Quoted text:

* * * * * * *

Facebook has tremendous capabilities to blast a message out inocuously. You just have to find avenue's that aren't normal to make it past the "point of no return".


----------



## bootlegger (Apr 22, 2008)

I found the $250 in credits by searching google for:

Free Facebook Ad Credits.

The first big one is a Visa Business Network Group, you have to join the group, state your business name, and then they send you an email with the credit code. As of 5 months from doing this I haven't received any spam or any unwanted contact from Visa.

The others I picked up in small 20 - 50 dollar pieces. There were over a hundred sites I dug through, but only found the ones that worked on the top 10 pages from google. All the rest were out dated or used up.

You may find 250, you may find more or less. If you find one that works.. drop it here. I'm sure everyone wouldn't mind the ability.


----------



## saleha86 (Mar 8, 2009)

I agree with you Bootlegger


----------



## Dangerstache (Mar 9, 2009)

I have used Facebook advertising for about a week now and have already generated 10 sales. I used the free $100 coupon you get when joing the visa business group on facebook, made up a quick ad and picked the different areas I wanted to throw the ad in.
i chose the pay-per-click method and ran them at what I thought would be peak times in the specific areas. 
I don't know that I would pay for the advertising at this point, but if I start getting more like 50 sales a week, then it would make sense.


----------

* * * * * * *

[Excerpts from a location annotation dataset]
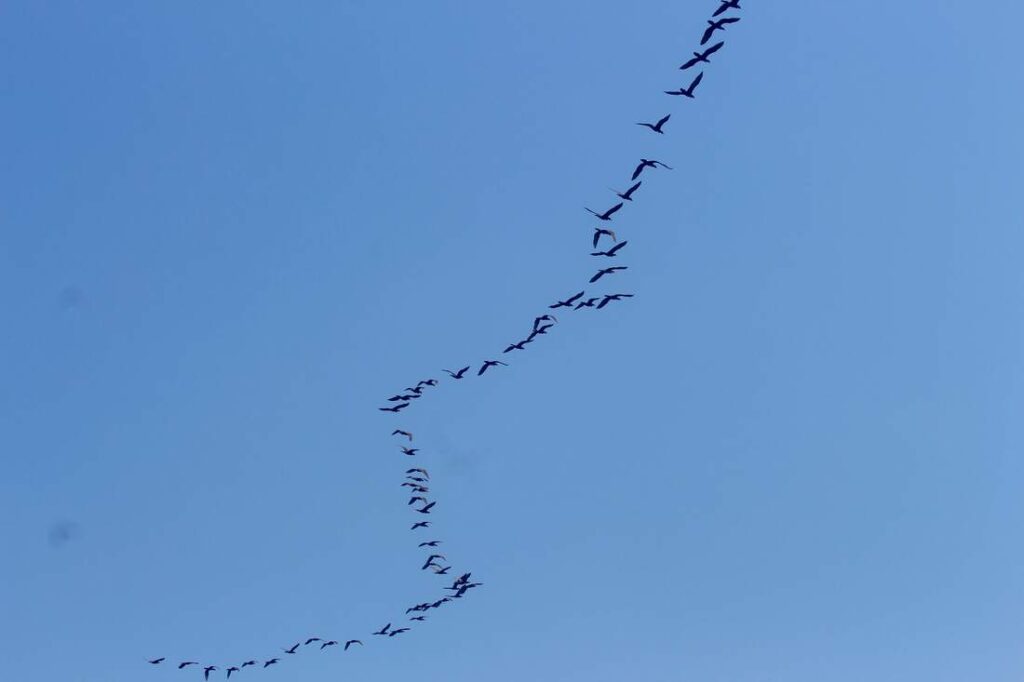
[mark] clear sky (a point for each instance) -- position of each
(228, 230)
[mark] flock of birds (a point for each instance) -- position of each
(417, 478)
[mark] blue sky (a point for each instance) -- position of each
(228, 230)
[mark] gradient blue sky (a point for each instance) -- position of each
(228, 229)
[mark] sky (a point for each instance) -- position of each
(228, 231)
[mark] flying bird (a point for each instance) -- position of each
(486, 364)
(612, 297)
(628, 195)
(656, 127)
(717, 26)
(610, 253)
(687, 92)
(607, 270)
(607, 214)
(644, 163)
(702, 56)
(569, 301)
(726, 6)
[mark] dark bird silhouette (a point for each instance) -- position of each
(644, 163)
(688, 92)
(521, 345)
(569, 301)
(545, 317)
(598, 231)
(607, 214)
(460, 374)
(610, 253)
(487, 364)
(726, 6)
(607, 270)
(612, 297)
(628, 195)
(656, 127)
(717, 26)
(702, 56)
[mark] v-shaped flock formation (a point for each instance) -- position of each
(417, 478)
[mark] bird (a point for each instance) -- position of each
(610, 253)
(486, 364)
(517, 346)
(687, 92)
(460, 374)
(598, 231)
(612, 297)
(726, 6)
(645, 163)
(656, 127)
(628, 195)
(569, 301)
(607, 270)
(545, 317)
(717, 26)
(607, 214)
(702, 56)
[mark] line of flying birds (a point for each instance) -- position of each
(417, 478)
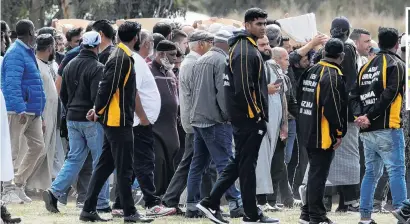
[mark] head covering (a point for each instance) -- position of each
(340, 26)
(222, 36)
(166, 45)
(334, 47)
(44, 40)
(91, 38)
(214, 27)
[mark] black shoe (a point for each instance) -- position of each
(137, 218)
(401, 216)
(105, 210)
(6, 216)
(91, 217)
(236, 213)
(214, 216)
(262, 219)
(371, 222)
(193, 214)
(50, 201)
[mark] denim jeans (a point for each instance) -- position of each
(291, 140)
(84, 137)
(383, 148)
(212, 143)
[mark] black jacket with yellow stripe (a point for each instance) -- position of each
(115, 102)
(245, 80)
(379, 91)
(322, 100)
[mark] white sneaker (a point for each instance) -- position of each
(22, 194)
(10, 197)
(302, 193)
(160, 210)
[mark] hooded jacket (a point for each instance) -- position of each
(322, 102)
(245, 80)
(379, 91)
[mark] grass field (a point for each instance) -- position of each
(35, 213)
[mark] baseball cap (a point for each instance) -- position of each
(91, 38)
(200, 35)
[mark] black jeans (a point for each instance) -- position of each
(179, 180)
(279, 176)
(144, 165)
(320, 161)
(117, 153)
(248, 137)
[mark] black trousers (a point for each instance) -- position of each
(320, 161)
(144, 165)
(117, 153)
(179, 180)
(248, 137)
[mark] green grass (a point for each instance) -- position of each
(35, 213)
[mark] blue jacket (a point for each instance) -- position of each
(21, 80)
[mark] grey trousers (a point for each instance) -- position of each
(179, 180)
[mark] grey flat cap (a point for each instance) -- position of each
(200, 35)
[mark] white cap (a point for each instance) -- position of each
(91, 38)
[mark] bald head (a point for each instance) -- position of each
(281, 57)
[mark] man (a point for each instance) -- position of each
(273, 32)
(181, 40)
(166, 141)
(285, 43)
(107, 33)
(377, 99)
(200, 43)
(277, 122)
(114, 107)
(147, 44)
(25, 101)
(204, 85)
(163, 28)
(157, 38)
(78, 94)
(73, 37)
(322, 124)
(362, 40)
(246, 99)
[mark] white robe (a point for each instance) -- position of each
(43, 171)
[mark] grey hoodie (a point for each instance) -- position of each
(208, 95)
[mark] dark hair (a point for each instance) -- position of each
(157, 38)
(105, 27)
(47, 30)
(273, 21)
(255, 13)
(355, 35)
(128, 31)
(162, 28)
(4, 26)
(388, 37)
(44, 41)
(333, 48)
(73, 33)
(178, 35)
(23, 27)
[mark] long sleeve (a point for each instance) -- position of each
(95, 81)
(331, 95)
(110, 80)
(219, 71)
(245, 66)
(394, 83)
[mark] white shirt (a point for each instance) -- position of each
(147, 89)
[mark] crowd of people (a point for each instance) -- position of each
(198, 107)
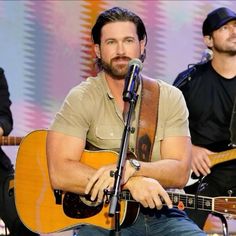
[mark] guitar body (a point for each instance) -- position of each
(35, 200)
(42, 212)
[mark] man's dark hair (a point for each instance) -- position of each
(117, 14)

* * * * * * *

Exercise instructions: According to the forum thread, how many sales did Dangerstache generate after using Facebook advertising for about a week? The records stand apart from the forum thread and are unrelated to it.

Task answer: Dangerstache generated 10 sales.